EXERCISE DETAILS:
Exact copies of all the entries are needed.

[Natural-language object grounding data]
:::::

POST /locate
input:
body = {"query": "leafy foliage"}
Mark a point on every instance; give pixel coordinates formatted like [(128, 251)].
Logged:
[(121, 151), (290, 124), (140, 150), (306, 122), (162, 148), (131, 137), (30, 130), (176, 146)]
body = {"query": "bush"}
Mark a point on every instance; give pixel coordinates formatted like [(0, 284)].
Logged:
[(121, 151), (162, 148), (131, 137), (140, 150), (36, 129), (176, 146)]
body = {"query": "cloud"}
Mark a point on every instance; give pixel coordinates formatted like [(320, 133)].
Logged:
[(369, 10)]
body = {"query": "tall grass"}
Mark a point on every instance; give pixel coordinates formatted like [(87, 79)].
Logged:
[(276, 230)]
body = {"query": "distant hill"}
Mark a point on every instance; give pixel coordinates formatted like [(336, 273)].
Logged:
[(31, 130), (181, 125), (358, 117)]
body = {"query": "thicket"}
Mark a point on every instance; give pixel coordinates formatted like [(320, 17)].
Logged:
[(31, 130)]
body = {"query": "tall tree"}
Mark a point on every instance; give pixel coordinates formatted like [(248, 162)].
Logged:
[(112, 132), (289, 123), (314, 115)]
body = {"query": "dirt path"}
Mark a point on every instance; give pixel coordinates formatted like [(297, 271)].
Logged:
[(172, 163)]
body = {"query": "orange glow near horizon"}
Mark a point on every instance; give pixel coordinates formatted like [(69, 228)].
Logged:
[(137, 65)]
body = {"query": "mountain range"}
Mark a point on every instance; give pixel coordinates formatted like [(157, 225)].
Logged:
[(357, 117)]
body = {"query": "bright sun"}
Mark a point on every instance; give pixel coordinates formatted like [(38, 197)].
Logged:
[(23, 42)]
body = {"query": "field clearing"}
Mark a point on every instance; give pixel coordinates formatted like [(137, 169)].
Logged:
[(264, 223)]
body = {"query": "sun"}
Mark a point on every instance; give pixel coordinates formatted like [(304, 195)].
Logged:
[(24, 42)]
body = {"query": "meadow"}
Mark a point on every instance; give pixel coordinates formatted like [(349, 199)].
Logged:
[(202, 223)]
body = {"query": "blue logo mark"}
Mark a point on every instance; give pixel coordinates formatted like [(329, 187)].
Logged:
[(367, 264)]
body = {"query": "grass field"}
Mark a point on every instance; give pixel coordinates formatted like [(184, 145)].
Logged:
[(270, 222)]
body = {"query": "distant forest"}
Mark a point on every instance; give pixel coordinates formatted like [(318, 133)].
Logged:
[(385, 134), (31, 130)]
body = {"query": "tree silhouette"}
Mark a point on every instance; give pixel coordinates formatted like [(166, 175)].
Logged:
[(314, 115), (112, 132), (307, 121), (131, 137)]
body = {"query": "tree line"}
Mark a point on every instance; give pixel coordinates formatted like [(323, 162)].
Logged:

:::::

WRITTEN ANSWER:
POST /locate
input:
body = {"query": "leafy foliage"}
Mark a point on every instance; give pixel coordinates formatted like [(128, 251)].
Logged:
[(121, 151), (290, 124), (140, 150), (306, 122), (162, 148), (131, 137), (30, 130), (176, 146)]
body = {"query": "bush"}
Mark a point on every instance; give pixel coordinates formatted like [(0, 284)].
Logged:
[(121, 151), (162, 148), (131, 137), (140, 150), (36, 129), (176, 146)]
body = {"query": "cloud"}
Mark a point on every instance; give pixel coordinates formatted like [(320, 133)].
Logged:
[(369, 10)]
body = {"query": "tall grass"}
Mark a point on every instance; give pixel coordinates formatted like [(87, 79)].
Logged:
[(276, 230)]
body = {"query": "distant hill"}
Mark a point on every instance; give pixel coordinates formatted like [(336, 273)].
Logged:
[(31, 130), (181, 125), (358, 117)]
body = {"query": "thicket"}
Mark a point on every instance; give pixel coordinates formatted like [(320, 17)].
Logged:
[(31, 130)]
body = {"query": "tall tree"}
Mark a point on every instance; give pixel coordinates formatted like [(248, 162)].
Logged:
[(112, 132), (289, 123), (314, 115)]
body = {"query": "dirt path"}
Mark a point on every instance; give pixel coordinates formatted like [(297, 271)].
Logged:
[(172, 163)]
body = {"query": "orange glow near horizon"}
Mark a point on every instance; give pixel coordinates formatted like [(69, 228)].
Logged:
[(137, 65)]
body = {"query": "mountain range"}
Mark a point on every instance; give pixel coordinates formatted like [(157, 225)].
Logged:
[(357, 117)]
body = {"query": "bright sun"}
Mark a point on every instance; give pixel coordinates formatted like [(38, 197)].
Logged:
[(23, 42)]
body = {"query": "field clearing"}
Mark a point on every instance; give pixel coordinates formatted like [(137, 169)].
Logged:
[(264, 223)]
body = {"query": "sun"}
Mark a point on every instance; give pixel coordinates formatted like [(304, 195)].
Logged:
[(24, 42)]
body = {"query": "meadow"}
Mark a point on every instance; give pixel coordinates formatted like [(349, 199)].
Logged:
[(202, 223)]
body = {"query": "blue logo mark"}
Mark a point on every instance; give pixel coordinates formatted like [(329, 187)].
Logged:
[(367, 264)]
body = {"query": "grass field"}
Mark a point on every instance; give pixel coordinates formatted like [(184, 145)].
Logged:
[(270, 222)]
body = {"query": "distant forest"}
Mark a point on every instance; give pixel coordinates formatted like [(318, 133)].
Logged:
[(385, 134), (31, 130)]
body = {"query": "tree silhouette"}
Mark a point on every instance; give pixel coordinates formatted like [(166, 175)].
Logged:
[(314, 115), (112, 132), (307, 121), (131, 137)]
body = {"query": "tree line"}
Mark a point on every instance; give pixel coordinates formatted like [(323, 162)].
Logged:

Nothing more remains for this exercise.